Give the following records again in full and without alteration.

INPUT DATA:
+ + + +

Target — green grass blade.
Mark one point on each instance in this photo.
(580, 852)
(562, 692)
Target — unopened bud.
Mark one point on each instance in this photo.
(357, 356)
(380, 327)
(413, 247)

+ + + +

SOLUTION TO THIS EXERCISE:
Target — green grass blade.
Mark one point on each instance in this photo.
(580, 852)
(562, 692)
Target — unopened bud.
Mark one point on each instance in this photo.
(357, 356)
(380, 327)
(413, 247)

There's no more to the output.